Data lines —
START

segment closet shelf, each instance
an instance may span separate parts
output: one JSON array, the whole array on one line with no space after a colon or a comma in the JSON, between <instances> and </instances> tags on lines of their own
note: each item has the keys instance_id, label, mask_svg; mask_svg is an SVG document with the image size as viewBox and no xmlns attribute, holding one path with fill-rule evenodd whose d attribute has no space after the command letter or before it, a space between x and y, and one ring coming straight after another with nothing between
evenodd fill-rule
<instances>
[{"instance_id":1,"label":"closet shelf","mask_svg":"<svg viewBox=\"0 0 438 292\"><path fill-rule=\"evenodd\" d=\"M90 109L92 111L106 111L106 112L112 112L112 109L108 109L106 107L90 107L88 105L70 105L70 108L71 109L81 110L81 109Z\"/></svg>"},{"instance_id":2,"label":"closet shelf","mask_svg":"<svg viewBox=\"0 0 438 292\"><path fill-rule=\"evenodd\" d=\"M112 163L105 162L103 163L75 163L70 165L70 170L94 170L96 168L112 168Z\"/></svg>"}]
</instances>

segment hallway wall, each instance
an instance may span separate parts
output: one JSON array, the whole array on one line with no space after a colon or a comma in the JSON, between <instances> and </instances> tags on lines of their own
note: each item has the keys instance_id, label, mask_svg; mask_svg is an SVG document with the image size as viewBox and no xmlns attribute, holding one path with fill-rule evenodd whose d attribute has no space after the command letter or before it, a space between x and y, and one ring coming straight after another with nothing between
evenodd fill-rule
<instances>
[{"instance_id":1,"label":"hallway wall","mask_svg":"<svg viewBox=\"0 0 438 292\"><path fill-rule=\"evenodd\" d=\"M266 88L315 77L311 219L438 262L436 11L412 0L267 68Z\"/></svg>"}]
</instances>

END

Exercise directions —
Please copy the material above exactly as it appears, line for line.

Output of the task —
segment closet shelf, each instance
an instance may span separate parts
output: one JSON array, the whole array on one line with no space after a colon or a comma in the JSON, between <instances> and </instances> tags on lines of their own
note: each item has the keys instance_id, label, mask_svg; mask_svg is an SVG document with the image size as viewBox and no xmlns attribute, holding one path with fill-rule evenodd whose d attribute has no space after the command letter or before it, a space between x and y, and one ring coming straight after another with nothing between
evenodd fill-rule
<instances>
[{"instance_id":1,"label":"closet shelf","mask_svg":"<svg viewBox=\"0 0 438 292\"><path fill-rule=\"evenodd\" d=\"M90 109L92 111L106 111L106 112L112 112L112 109L108 109L106 107L90 107L88 105L70 105L70 108L71 109L81 110L81 109Z\"/></svg>"},{"instance_id":2,"label":"closet shelf","mask_svg":"<svg viewBox=\"0 0 438 292\"><path fill-rule=\"evenodd\" d=\"M112 163L105 162L103 163L75 163L70 165L70 170L94 170L96 168L112 168Z\"/></svg>"}]
</instances>

segment hallway wall, each instance
an instance may span separate parts
output: one JSON array, the whole array on one line with no space after a colon or a comma in the JSON, between <instances> and </instances> tags on lines of their own
note: each item has the keys instance_id, label, mask_svg; mask_svg is an SVG document with the image size as viewBox and no xmlns attribute, holding one path with fill-rule evenodd whose d attribute has no space after the command letter or before it, a space between x and y, and one ring coming straight after another with nothing between
evenodd fill-rule
<instances>
[{"instance_id":1,"label":"hallway wall","mask_svg":"<svg viewBox=\"0 0 438 292\"><path fill-rule=\"evenodd\" d=\"M266 88L315 77L311 219L438 262L436 11L412 0L267 68Z\"/></svg>"}]
</instances>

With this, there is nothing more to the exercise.